Exercise brief:
Reproduce the entries that follow, exactly and in full.

Collected data entries

------------------------------

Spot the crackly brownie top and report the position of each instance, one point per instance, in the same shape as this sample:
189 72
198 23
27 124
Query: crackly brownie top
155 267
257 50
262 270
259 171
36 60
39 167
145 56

------------------------------

Written response:
Spot the crackly brownie top and report the position of each instance, one point per instance, in the same shape as this sample:
189 72
198 23
27 124
Query: crackly brownie top
155 267
257 50
262 270
259 171
36 60
39 167
145 56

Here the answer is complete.